Set exercise 1: Retype the entries word for word, starting at their first line and stopping after the line that contains "pixels, x before".
Set exercise 2: Write what comes next in the essay about joining the #WomenBetrayed rally, picking up after its last sentence.

That turning feeling in your stomach? It is moral revulsion. I feel it, too, and I am outraged.

U.S. taxpayers provide Planned Parenthood with $540 million every year, which implicates me directly with this system. I decided that it is time for me to more forcefully and publicly declare my opposition to it. I refuse to be associated with this atrocity. This situation has moved me from being a concerned and motivated voter to an activist.

I immediately wrote my senator and asked him to support the Pain-Capable Unborn Child Protection Act (S. 1553) currently in front of Congress, but felt motivated to respond in other ways. In 50 years, when my grandchildren look back at the early years of this century and wonder how abortion was ever tolerated, I want them to know that I was a decent person.

So, I joined the local #WomenBetrayed rally on July 28 (it was one of more than 60 nation-wide), and I invited Oscar to participate. At 14, he will be a freshman in high school this fall, and I thought this was a good opportunity to expose him to active citizenship and public ethical discourse, and to prompt him to begin making his own moral judgments.

I shared with him the videos in question, as well as some commentary (including the response from Planned Parenthood’s president). I invited him to think about the situation and how he might respond, if at all. Then we started having a conversation.

He explained that he didn’t think that protests did much good because they only voiced positions that are already known—they rarely gather enough participants to effect change.

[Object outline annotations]
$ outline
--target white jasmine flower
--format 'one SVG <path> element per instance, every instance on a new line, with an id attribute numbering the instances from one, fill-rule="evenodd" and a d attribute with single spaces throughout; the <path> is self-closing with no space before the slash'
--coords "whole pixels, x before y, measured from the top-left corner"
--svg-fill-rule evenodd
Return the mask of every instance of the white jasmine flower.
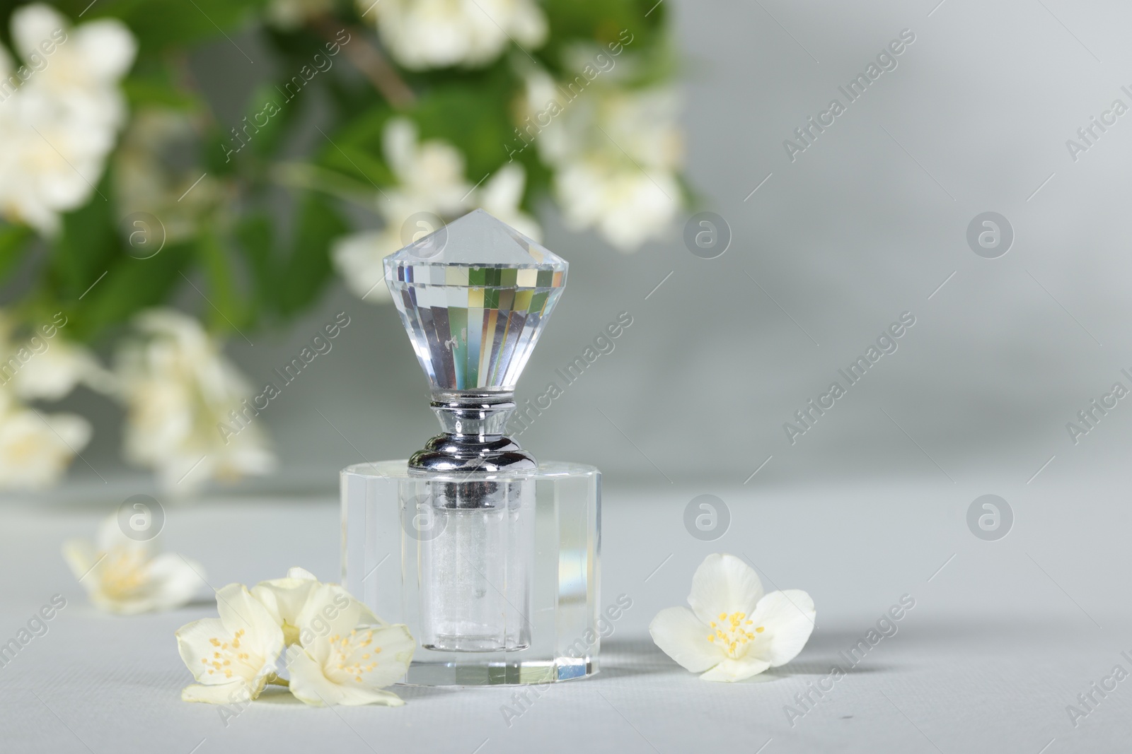
<path id="1" fill-rule="evenodd" d="M 417 135 L 406 118 L 389 119 L 381 131 L 385 161 L 398 182 L 388 206 L 378 205 L 387 219 L 420 211 L 447 216 L 468 206 L 472 187 L 464 181 L 464 156 L 447 141 L 419 142 Z"/>
<path id="2" fill-rule="evenodd" d="M 692 578 L 686 607 L 657 614 L 649 633 L 666 655 L 704 681 L 743 681 L 786 665 L 814 630 L 814 600 L 800 589 L 763 595 L 754 569 L 709 555 Z"/>
<path id="3" fill-rule="evenodd" d="M 676 217 L 680 187 L 672 173 L 619 163 L 597 156 L 567 164 L 554 189 L 568 225 L 594 227 L 620 251 L 634 251 Z"/>
<path id="4" fill-rule="evenodd" d="M 312 599 L 316 592 L 318 598 Z M 300 567 L 290 569 L 283 579 L 260 581 L 251 588 L 251 596 L 272 614 L 283 630 L 283 640 L 289 647 L 299 643 L 300 626 L 309 626 L 327 604 L 345 605 L 353 599 L 338 584 L 319 583 L 314 573 Z M 381 623 L 369 608 L 361 606 L 360 609 L 362 623 Z"/>
<path id="5" fill-rule="evenodd" d="M 331 259 L 334 267 L 346 284 L 350 293 L 371 304 L 384 304 L 393 301 L 385 285 L 385 268 L 381 260 L 403 245 L 401 228 L 396 233 L 386 227 L 384 231 L 362 231 L 335 239 L 331 245 Z"/>
<path id="6" fill-rule="evenodd" d="M 421 223 L 420 229 L 406 229 L 405 223 L 419 213 L 441 219 L 458 215 L 470 208 L 468 200 L 472 193 L 472 187 L 464 181 L 464 156 L 460 150 L 439 139 L 419 144 L 412 121 L 391 119 L 381 132 L 381 141 L 385 159 L 398 182 L 377 200 L 385 226 L 380 231 L 343 236 L 331 250 L 346 287 L 371 303 L 391 301 L 381 260 L 419 234 L 436 229 L 428 223 Z"/>
<path id="7" fill-rule="evenodd" d="M 54 484 L 91 441 L 91 432 L 82 416 L 37 414 L 0 388 L 0 487 L 41 489 Z"/>
<path id="8" fill-rule="evenodd" d="M 621 251 L 664 233 L 681 199 L 675 92 L 623 89 L 602 80 L 577 90 L 533 72 L 526 77 L 526 102 L 528 122 L 544 125 L 528 127 L 525 139 L 556 168 L 554 192 L 567 224 L 597 228 Z"/>
<path id="9" fill-rule="evenodd" d="M 0 52 L 0 214 L 53 234 L 59 214 L 94 193 L 125 121 L 118 81 L 137 44 L 121 21 L 70 29 L 43 3 L 17 9 L 11 34 L 25 66 Z"/>
<path id="10" fill-rule="evenodd" d="M 547 38 L 533 0 L 359 0 L 359 7 L 372 7 L 381 42 L 411 69 L 483 66 L 512 40 L 532 50 Z"/>
<path id="11" fill-rule="evenodd" d="M 506 223 L 532 241 L 542 240 L 538 222 L 518 208 L 523 201 L 526 171 L 517 163 L 508 163 L 496 171 L 479 191 L 479 203 L 496 219 Z"/>
<path id="12" fill-rule="evenodd" d="M 409 670 L 417 647 L 409 629 L 362 625 L 368 610 L 355 599 L 343 600 L 332 584 L 317 587 L 309 599 L 301 648 L 293 648 L 288 658 L 291 693 L 315 707 L 404 704 L 381 690 Z"/>
<path id="13" fill-rule="evenodd" d="M 12 390 L 25 400 L 59 400 L 79 383 L 108 392 L 114 387 L 113 375 L 98 364 L 84 346 L 62 338 L 35 340 L 14 349 L 31 352 L 11 379 Z M 2 364 L 0 364 L 2 367 Z"/>
<path id="14" fill-rule="evenodd" d="M 186 702 L 225 704 L 256 699 L 275 681 L 283 631 L 242 583 L 216 592 L 217 618 L 181 626 L 177 647 L 197 679 L 181 691 Z"/>
<path id="15" fill-rule="evenodd" d="M 269 471 L 275 457 L 248 408 L 252 390 L 221 345 L 169 309 L 143 312 L 137 326 L 144 338 L 118 366 L 127 459 L 156 469 L 170 492 Z"/>
<path id="16" fill-rule="evenodd" d="M 197 593 L 204 572 L 175 553 L 158 554 L 153 539 L 130 539 L 117 515 L 102 522 L 95 544 L 63 543 L 63 560 L 95 607 L 120 615 L 181 607 Z"/>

Reply 1:
$ outline
--target white jasmine flower
--format 'one SVG <path> element per instance, every instance on a new line, with an id attribute numbering the instances from one, fill-rule="evenodd" and a d attribute with single spaces throughout; the <path> is self-closing with no space before the slash'
--coords "whole pixels, x before y, measured from the top-left corner"

Reply 2:
I suggested that he could channel his response in another way—through advocacy or volunteering at our local women’s pregnancy center. I also explained my own reasoning for publicly protesting in this issue. I said that I am of course invested in changing the system, but my participation in the demonstration also has to do with the value of the protest itself as an act of witness and identity. I told him that I wanted to be counted among those who stood for what is right, who opposed the obvious evil in our midst.

I gave him more time to think about it, and told him he was welcome to join me, that I’d like to have him come, but he should make his own decision.

And without prodding or pressure, he did—he decided to accompany me on the protest. So, we dressed up—if we were taking a public stand, we wanted to be taken seriously—and we prepared statements to explain ourselves in case anyone asked us why we were participating.

His statement actually deepened my own activism—he said that he opposed Planned Parenthood because they were desecrating the bodies of the deceased. In effect, our witness is a work of mercy: to bury the dead. I had never considered the abortion issue in this light before.

I was proud of him, and I was proud to stand for life with him. Together, we will stand on the right side of history.